__SET EXERCISE__
Will you quote only the lines starting at the one that contains "the man's bare" and ending with the last line of the listing below, inclusive?

[Excerpts of pointing data]
------------
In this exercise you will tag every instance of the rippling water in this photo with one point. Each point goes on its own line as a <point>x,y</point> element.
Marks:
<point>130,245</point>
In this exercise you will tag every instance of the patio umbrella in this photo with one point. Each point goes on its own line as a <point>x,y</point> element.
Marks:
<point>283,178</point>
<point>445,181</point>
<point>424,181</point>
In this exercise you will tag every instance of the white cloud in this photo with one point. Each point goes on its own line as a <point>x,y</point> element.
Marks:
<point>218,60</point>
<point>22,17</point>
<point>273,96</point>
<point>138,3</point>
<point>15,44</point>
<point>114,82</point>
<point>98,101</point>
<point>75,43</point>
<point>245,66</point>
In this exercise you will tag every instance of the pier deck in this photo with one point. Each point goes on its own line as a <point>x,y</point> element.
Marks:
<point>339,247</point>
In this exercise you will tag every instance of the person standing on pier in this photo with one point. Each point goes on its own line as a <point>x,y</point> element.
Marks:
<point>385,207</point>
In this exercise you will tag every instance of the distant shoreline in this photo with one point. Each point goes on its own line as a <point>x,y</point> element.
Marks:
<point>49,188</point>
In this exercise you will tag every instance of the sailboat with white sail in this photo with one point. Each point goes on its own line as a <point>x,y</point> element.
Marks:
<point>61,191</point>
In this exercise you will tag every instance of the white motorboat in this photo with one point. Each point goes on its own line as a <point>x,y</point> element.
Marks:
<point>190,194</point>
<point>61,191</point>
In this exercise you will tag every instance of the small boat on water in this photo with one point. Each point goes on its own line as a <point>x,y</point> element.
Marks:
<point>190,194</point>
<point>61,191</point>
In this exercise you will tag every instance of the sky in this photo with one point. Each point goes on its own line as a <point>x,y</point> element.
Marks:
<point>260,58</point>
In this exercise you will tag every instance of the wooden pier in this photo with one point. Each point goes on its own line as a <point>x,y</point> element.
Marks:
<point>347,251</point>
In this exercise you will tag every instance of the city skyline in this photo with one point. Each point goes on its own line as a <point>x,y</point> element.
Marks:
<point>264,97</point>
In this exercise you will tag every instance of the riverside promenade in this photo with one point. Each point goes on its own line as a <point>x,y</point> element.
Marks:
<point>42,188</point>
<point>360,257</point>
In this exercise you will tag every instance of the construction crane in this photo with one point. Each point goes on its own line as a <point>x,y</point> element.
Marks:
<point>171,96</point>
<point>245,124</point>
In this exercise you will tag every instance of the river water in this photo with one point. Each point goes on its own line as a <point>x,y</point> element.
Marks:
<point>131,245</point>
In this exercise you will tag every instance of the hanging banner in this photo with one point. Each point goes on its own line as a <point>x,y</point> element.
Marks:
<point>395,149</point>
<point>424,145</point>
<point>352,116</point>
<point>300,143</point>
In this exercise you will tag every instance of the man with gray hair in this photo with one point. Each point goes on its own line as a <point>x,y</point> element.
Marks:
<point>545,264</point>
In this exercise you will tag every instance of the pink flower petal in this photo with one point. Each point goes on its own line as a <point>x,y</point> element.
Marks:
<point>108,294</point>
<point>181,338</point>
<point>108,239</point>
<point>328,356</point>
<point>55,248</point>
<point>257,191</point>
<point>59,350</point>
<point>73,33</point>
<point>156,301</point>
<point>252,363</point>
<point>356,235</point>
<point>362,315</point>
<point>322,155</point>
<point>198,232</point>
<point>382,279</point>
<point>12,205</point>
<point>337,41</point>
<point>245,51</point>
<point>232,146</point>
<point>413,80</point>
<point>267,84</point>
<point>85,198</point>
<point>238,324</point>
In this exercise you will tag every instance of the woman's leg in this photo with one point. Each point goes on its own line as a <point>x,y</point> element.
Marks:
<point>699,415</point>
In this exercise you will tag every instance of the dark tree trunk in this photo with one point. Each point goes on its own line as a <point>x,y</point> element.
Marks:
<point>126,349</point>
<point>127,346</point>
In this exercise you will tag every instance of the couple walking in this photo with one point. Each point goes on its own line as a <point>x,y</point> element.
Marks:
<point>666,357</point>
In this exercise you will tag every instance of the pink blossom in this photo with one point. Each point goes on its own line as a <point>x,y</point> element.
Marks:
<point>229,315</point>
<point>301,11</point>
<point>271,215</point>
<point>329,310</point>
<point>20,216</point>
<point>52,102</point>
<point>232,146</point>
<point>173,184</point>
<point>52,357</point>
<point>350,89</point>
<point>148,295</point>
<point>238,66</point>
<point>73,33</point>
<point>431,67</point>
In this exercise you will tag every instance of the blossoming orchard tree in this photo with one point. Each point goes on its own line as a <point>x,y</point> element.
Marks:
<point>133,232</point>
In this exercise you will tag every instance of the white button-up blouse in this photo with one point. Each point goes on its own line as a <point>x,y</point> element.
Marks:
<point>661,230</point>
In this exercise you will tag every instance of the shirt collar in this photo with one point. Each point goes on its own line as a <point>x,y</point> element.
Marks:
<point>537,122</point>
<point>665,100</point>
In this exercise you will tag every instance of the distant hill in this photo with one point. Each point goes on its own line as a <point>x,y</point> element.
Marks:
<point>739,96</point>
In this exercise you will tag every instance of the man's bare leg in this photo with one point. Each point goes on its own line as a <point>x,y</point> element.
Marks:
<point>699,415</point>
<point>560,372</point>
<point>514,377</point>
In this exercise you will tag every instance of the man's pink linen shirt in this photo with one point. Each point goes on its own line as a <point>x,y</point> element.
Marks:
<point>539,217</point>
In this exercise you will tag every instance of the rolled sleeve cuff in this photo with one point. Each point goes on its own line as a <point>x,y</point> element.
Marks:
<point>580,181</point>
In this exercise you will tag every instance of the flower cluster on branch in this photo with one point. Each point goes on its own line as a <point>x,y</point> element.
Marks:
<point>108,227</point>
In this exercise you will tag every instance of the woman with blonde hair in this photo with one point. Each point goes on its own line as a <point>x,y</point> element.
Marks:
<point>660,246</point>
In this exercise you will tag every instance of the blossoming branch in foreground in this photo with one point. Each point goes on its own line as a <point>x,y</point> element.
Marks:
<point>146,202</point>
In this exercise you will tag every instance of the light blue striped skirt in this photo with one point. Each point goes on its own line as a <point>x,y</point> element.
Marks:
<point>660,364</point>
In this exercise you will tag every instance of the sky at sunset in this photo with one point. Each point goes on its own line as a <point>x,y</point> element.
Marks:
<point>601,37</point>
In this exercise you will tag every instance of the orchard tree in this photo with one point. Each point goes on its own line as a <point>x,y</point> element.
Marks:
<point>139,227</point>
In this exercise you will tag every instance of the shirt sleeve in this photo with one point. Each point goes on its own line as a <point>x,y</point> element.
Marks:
------------
__RESULT OF THIS TASK__
In this exercise you will tag every instance of the man's bare leg in this photo with one point. Each point goes on its own line as a <point>x,y</point> element.
Marks:
<point>699,415</point>
<point>560,372</point>
<point>514,377</point>
In this exercise you will tag every instance of the man's pink linen shirt in this photo with one point. Each point goes on its own line as a <point>x,y</point> element.
Marks:
<point>539,217</point>
In this exercise you will tag every instance of the rolled sleeve cuff in this photo with one point. Each point goes on its own line as a <point>x,y</point> element.
Marks:
<point>580,181</point>
In this exercise you will tag every instance of the flower cluster on branch in this photo with one point. Each point goes on its own line as a <point>x,y</point> element.
Marks:
<point>108,227</point>
In this exercise you will tag every instance of the woman with blonde hair in this photo with one point. Each point goes on its own line as a <point>x,y</point> element.
Marks:
<point>660,246</point>
In this exercise you will tag every instance of the blossoming branch in foreground in this photo with one point. Each point goes on its own line as a <point>x,y</point> element.
Marks:
<point>146,202</point>
In this exercise you will tag every instance of the light blue striped skirt in this photo with one point. Each point goes on its own line as a <point>x,y</point> element.
Marks:
<point>660,364</point>
In this exercise you will tag every instance of the sky at sunset in this photo with one point. Each point goes on its own line as a <point>x,y</point> element.
Marks:
<point>601,37</point>
In this exercise you will tag every instance of the orchard tree in this photo with one point. Each point goes on its own line as a <point>x,y</point> element.
Marks:
<point>139,227</point>
In this exercise you will tag every instance of the shirt sleeve in this photo with one point. Each point goes on its own line as a <point>x,y</point> element.
Marks:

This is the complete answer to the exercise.